§ What is needed: Copy every one of the records below word for word, without changing anything.

↓↓↓

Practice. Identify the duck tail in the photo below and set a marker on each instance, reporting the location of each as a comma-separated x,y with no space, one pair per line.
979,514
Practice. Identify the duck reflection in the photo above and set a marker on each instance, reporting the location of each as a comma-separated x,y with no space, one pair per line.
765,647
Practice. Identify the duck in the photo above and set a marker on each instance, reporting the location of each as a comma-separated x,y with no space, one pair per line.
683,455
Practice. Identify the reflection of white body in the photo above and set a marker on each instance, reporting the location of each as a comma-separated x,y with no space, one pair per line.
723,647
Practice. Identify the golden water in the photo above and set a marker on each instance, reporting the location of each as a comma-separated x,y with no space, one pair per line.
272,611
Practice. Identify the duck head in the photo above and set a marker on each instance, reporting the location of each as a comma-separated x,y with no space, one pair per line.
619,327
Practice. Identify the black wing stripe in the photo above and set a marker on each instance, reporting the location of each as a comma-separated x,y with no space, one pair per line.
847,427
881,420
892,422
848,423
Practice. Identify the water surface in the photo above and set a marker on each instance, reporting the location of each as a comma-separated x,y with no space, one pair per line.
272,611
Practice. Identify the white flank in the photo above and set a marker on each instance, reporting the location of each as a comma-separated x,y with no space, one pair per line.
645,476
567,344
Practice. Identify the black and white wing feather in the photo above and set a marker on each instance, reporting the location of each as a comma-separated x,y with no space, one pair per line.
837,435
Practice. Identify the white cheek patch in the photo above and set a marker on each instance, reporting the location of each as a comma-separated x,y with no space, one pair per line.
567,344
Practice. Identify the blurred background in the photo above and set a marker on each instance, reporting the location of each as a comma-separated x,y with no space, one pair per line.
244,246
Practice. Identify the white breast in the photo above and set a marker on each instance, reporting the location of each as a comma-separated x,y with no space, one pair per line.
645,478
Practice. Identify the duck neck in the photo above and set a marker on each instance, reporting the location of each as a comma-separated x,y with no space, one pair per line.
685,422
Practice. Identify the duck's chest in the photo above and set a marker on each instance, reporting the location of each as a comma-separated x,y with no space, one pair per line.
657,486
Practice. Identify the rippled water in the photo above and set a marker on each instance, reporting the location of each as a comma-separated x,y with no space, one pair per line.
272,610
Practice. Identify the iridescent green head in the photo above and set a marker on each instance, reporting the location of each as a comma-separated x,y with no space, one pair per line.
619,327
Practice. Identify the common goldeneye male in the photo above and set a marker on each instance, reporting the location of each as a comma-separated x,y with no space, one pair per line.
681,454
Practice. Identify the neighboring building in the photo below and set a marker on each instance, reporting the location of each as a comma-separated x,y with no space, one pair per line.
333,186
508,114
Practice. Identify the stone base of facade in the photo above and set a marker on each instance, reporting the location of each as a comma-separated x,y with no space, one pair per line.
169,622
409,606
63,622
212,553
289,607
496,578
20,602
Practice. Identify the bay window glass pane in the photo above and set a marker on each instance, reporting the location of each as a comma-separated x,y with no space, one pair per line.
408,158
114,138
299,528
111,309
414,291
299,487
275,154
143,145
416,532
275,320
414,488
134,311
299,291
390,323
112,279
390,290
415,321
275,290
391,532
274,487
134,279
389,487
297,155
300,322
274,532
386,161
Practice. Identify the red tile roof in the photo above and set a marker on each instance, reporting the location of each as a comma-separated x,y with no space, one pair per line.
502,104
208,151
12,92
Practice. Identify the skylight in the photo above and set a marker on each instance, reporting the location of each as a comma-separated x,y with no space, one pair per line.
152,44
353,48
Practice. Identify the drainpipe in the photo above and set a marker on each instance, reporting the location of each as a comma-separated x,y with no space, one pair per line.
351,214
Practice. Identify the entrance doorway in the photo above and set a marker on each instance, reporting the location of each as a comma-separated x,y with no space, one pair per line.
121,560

↑↑↑

§ Response for this exercise:
Practice. Identify the duck tail in the photo below and set a marker on each instance, reporting the location of each as a comma-separated x,y with no space, one pair per line.
979,514
Practice. Identify the duck reflection in the photo above and set a marker on each instance, reporting the location of each as a comma-separated x,y with no space, one pair per line.
765,647
Practice. Identify the duck in the photo above and set a marker on each instance, reporting the location of each as a comma-separated x,y with no space, one pair per line.
683,455
Practice. Identify the reflection of white body in the photo above and set a marker on each instance, reporting the location of each as a comma-separated x,y with no space, one pair per line.
723,647
Practice. Identify the golden water in the photo above and set a marker on each instance, reporting the location of each as a comma-separated x,y with no space, one pair per line.
272,611
Practice. Identify the duck head in the photo above and set a marker on each instance, reporting the location of each as a comma-separated x,y with no space, one pair per line.
619,327
Practice. Identify the black wing stripe in the photo above and set a marker on each instance, reporting the location of each as a comma-separated x,y with no space, one pair per line.
847,427
881,420
892,422
848,423
Practice. Identify the water surface in the photo above and set a marker on each instance, reporting the location of each as a comma-separated x,y with no space, one pair per line.
272,611
Practice. Identify the white flank in the photo above and set a marker on each instance, reporting the location of each as a comma-separated x,y with no space, one pair per line.
645,476
567,344
Practice. Identify the black and white wing feather in the photo above and set a marker on each instance, reporting the location of each as a comma-separated x,y with no space, one pair per line.
837,435
Practice. Identify the white cheek patch in the photo above and set a marker on each instance, reporting the location of each as a comma-separated x,y with no space, one pair per line.
567,344
Practice. Identify the blurred background in the photo above and set a marker on each instance, reporting the location of each as a comma-separated x,y with no space, one pair per line.
244,246
Practice. Identify the white breast in the photo above and set a marker on each instance, reporting the location of each as a comma-separated x,y with no space, one pair per line.
645,478
Practice. Identify the duck neck in the photo above and set a marker on each instance, reporting the location of each as a comma-separated x,y with no space, one pair per line.
685,422
Practice. Identify the duck's chest in the photo above and set a marker on each instance, reporting the location of each as a comma-separated x,y with no space, one pair per line.
657,486
Practice. Identify the rippled water in the photo above and set a marker on each instance, reporting the location of each as a comma-separated x,y with no space, one pair per line.
272,610
Practice. Identify the iridescent green head in the photo above and set a marker on each instance, reporting the location of each as a comma-separated x,y with no space, one pair per line.
619,327
Practice. Identify the common goldeneye male in the photo above and set a marker on each instance, reporting the location of each as a comma-separated x,y with no space, one pair per line.
681,454
Practice. Identify the neighboring building in the photo below and set a marker on each instance, reporting the location of each as a comma-separated x,y with no space, one pair per line.
333,186
508,114
Practice. Identify the stone base of facade in the photo above and set a marker on each instance, reporting the location of each as a comma-separated x,y with no space, one pair per line.
169,622
409,606
63,622
212,553
289,607
496,578
20,602
Practice. Identify the bay window glass pane in the photo above and set a marker on each instance, reporting the location of each as a comma-separated x,y with no space, one pair per line.
408,158
114,138
299,528
111,309
414,291
299,487
275,154
143,145
416,532
275,320
414,488
134,311
299,291
390,323
112,279
390,290
415,321
275,290
391,532
274,487
134,279
389,487
297,155
300,322
274,532
386,161
Practice. Identify the red tile roof in the photo above and set a marker on each instance, reporting the location of each as a comma-separated x,y with no space, one pair per line.
502,104
208,151
12,92
Practice. Identify the skylight in the photo above and set a marker on each instance, reporting the location of each as a comma-separated x,y with no space, one pair per line.
152,44
353,48
Practice. Identify the drainpipe in the photo above and set a marker on each instance, reporting the location of each as a comma-separated x,y with no space, one pair per line.
351,214
Practice. Identify the entrance doorway in the photo above and set a marker on each instance, reporting the location of each as a comma-separated x,y with no space, one pair per line.
121,560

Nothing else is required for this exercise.